指示 A
後に続く行のうち、「Target: teal wall」を含む行から始まり「[(317, 287)]」を含む行までを、両端の行も含めてそのまま出力すること。

ページ本文
↓

初能変 第三 心所相応門(29)受の心所(5) 護法正義 (1)

2015-09-27 02:19:32 | 初能変 第三 心所相応門
 

 「彼の説くこと理に非ず。受は定んで倶生の触を縁ぜざるが故に。」(『論』第三・二左)
 護法菩薩の論破は一言を以て尽きています。正理師は自性受を以て受の自相と主張しているが、受は、触と倶生である、倶生であるところの触を縁ずるということはできない。つまり、所縁の対象とすることが出来ない。認識の対象としての触はどこにもないからであり、ここを以て正理師の説くことは理に合わないのである。
 『述記』は逆に問いを以て正理師に訊ねています。
「述して曰く、今は彼に問うべし。如何ぞ受は能く倶なる触を領すと説く。」
 何故、受は倶生の触を縁ずると説くのか?倶なる触を領納することはできないではないか。何故ならば、受は定んで同時倶生の触を縁ぜざるべし。同時に一緒に起こってくる触を、受は認識することはできないのである。受け取ることが出来ないんだということですね。
 よって
 「故に縁ずと云うを以て受いい触を領すと名づくとは説くべからず。・・・若し触は前にして受は後ならば、(相前後するならば)後の受が前の触を領すべし。既に前の触を縁ぜずんば如何が名づけて領とせんや。・・・」
 慈恩大師はやさしいですね。ここに救済方法を正理師に変わって弁明されています。
 論主の論破はよくわかります。しかし、触を縁じて受が起こると云っているのではないのです。
 「倶時の触に似るを以て説いて名づけて領とす。」(『述記』第三末・十六左)
 論主は、この主張をも批判して論破されます。
 「若し触に似て生ぜるを以て触を領すと名づけば、因に似たるの果は皆受が性なるべし。」(『論』第三・三右)
 『演秘』に喩がでています。
 「順正理を按ずるに云く。父の子を生む時に、子の媚好皆な父に似たるが如し。亦だ果を種より果を生じ因に似るが如し。受が触に従って生ずる、まさに知るべし。亦た爾なり。」(『演秘』第三末・五左)
 受は触を縁じて、それを受け取るのではなく、受は触に似て起こってくるのである。それを触を領すると名づけているのである、と。

↑

指示 B
上のページ本文から、「論主は、この主張をも批判して論破されます。」で始まり「と名づけているのである、と。」までの部分を、一字も変えずに返すこと。

(点によるラベル付けの例)

↓

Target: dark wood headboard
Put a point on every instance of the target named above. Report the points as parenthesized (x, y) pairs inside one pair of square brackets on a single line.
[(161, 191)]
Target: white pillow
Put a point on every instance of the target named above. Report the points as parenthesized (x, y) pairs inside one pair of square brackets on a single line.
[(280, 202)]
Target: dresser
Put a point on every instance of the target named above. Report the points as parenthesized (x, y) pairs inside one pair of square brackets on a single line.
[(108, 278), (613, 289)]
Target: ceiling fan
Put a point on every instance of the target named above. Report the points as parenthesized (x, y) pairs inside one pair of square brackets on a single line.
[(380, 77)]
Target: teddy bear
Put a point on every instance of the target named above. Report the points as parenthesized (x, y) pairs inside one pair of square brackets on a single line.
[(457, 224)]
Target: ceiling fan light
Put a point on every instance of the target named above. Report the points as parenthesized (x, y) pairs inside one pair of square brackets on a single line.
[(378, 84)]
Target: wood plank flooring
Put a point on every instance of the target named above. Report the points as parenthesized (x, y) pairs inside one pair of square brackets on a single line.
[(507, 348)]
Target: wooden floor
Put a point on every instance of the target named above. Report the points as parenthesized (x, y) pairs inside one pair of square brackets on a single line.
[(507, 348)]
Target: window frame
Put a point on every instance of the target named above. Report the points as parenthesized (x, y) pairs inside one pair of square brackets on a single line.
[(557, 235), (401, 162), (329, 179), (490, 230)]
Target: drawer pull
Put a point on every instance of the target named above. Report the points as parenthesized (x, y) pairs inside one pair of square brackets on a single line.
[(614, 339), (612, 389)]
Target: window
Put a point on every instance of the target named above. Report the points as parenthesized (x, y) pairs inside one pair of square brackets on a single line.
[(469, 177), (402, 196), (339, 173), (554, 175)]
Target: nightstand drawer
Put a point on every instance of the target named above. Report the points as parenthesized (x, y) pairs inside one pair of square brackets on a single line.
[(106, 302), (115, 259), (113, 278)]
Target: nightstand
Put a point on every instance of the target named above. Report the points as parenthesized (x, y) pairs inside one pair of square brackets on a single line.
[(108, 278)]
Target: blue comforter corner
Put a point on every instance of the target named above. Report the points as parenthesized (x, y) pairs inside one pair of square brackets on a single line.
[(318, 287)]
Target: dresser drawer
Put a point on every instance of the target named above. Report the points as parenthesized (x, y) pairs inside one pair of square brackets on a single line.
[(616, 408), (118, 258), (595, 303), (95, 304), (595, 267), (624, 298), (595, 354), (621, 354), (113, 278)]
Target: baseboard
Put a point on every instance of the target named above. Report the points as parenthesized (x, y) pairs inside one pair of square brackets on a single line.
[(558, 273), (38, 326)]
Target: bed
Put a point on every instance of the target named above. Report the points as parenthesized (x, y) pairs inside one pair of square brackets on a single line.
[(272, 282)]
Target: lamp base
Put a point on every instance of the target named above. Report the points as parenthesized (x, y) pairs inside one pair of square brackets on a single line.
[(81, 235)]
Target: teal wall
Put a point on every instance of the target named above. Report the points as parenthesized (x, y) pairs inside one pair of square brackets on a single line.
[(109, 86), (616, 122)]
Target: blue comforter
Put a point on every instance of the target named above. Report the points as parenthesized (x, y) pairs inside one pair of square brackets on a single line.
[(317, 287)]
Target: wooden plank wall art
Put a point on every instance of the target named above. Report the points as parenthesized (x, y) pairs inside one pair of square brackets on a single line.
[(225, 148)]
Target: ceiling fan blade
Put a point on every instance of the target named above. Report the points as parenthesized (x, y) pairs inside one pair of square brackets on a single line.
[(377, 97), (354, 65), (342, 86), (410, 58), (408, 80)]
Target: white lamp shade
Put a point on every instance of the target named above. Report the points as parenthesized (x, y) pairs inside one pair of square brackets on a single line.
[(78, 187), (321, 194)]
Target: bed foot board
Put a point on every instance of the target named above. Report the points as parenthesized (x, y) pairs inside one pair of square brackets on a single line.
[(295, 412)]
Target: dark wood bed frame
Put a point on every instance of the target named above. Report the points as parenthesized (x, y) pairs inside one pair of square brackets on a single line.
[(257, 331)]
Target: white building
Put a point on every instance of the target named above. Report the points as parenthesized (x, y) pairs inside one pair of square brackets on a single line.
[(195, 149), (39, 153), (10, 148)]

↑
↓

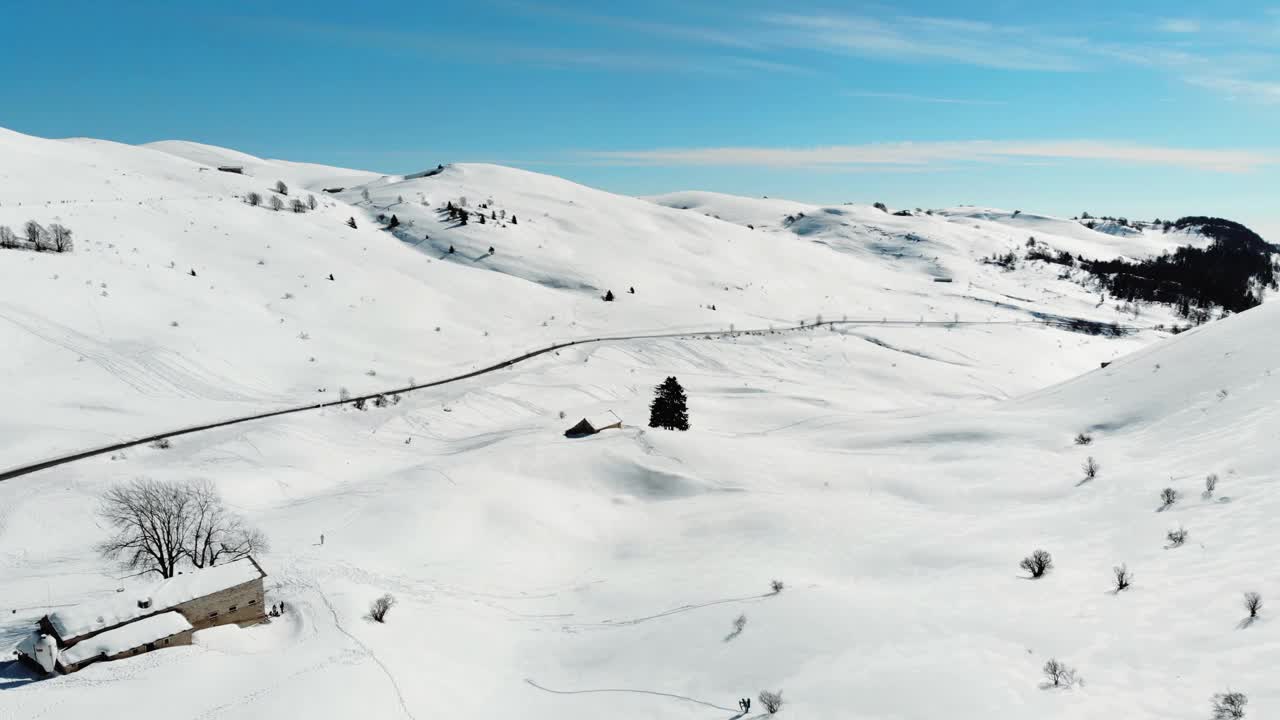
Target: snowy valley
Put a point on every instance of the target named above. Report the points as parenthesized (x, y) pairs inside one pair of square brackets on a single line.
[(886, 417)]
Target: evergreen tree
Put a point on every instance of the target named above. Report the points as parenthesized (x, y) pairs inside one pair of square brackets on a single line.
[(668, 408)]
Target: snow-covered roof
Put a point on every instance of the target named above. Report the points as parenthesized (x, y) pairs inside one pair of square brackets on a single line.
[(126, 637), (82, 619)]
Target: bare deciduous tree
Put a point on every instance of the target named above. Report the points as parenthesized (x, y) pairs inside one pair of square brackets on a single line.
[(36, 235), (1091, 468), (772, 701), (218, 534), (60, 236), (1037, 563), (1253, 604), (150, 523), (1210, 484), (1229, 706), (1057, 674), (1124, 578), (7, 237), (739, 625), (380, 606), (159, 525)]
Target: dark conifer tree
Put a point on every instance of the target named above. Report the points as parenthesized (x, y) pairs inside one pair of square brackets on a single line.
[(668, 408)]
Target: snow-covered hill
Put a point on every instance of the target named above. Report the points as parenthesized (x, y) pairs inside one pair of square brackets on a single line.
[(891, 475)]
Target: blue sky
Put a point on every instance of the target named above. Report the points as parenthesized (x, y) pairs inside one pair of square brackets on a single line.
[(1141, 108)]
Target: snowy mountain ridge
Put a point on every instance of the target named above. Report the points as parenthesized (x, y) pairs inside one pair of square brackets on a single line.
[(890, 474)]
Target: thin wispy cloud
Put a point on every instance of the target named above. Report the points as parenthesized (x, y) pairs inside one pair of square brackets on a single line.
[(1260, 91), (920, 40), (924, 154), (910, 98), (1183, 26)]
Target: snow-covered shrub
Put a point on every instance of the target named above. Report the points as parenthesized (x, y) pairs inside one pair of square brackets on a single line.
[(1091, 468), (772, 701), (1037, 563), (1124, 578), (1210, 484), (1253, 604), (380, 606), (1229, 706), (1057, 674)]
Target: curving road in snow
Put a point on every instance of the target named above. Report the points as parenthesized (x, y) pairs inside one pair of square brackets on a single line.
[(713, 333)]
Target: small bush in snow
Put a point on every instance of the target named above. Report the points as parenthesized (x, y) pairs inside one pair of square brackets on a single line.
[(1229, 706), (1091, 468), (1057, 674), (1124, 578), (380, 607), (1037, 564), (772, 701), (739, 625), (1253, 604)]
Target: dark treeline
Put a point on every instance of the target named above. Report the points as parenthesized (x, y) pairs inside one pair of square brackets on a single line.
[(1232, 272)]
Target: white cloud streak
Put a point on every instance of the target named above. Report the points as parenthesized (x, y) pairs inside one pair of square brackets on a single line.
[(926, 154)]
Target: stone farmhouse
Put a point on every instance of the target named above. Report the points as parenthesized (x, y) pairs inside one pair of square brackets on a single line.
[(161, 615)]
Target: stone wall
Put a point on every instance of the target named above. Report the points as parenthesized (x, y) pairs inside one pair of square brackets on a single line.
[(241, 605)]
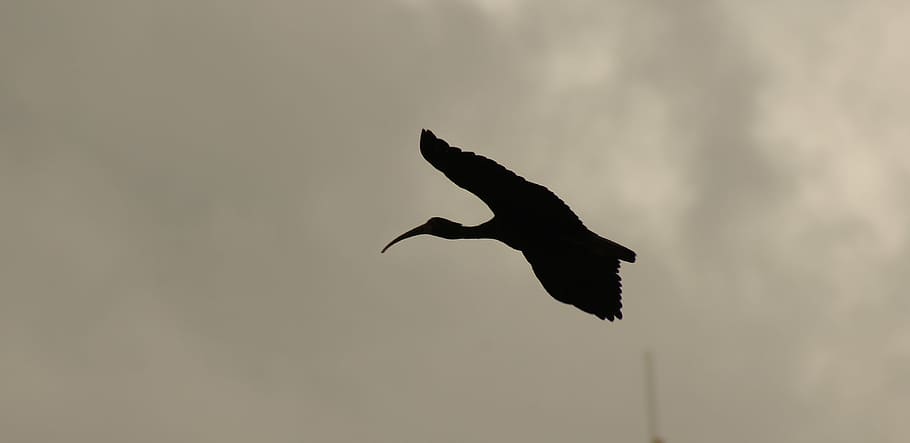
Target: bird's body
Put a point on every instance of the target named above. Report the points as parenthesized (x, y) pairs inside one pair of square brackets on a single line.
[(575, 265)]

↑

正しい出力 A
Target: teal wall
Put a point on every instance of the target named above. Report the points as parenthesized (x, y) pairs inside one pair of square brackets on a single line.
[(109, 86), (616, 122)]
Target: blue comforter
Put a point on every instance of the target named above. Report the points as parenthesized (x, y) pairs inside one pair of square brackets on a single line.
[(317, 287)]

正しい出力 B
論主は、この主張をも批判して論破されます。
 「若し触に似て生ぜるを以て触を領すと名づけば、因に似たるの果は皆受が性なるべし。」(『論』第三・三右)
 『演秘』に喩がでています。
 「順正理を按ずるに云く。父の子を生む時に、子の媚好皆な父に似たるが如し。亦だ果を種より果を生じ因に似るが如し。受が触に従って生ずる、まさに知るべし。亦た爾なり。」(『演秘』第三末・五左)
 受は触を縁じて、それを受け取るのではなく、受は触に似て起こってくるのである。それを触を領すると名づけているのである、と。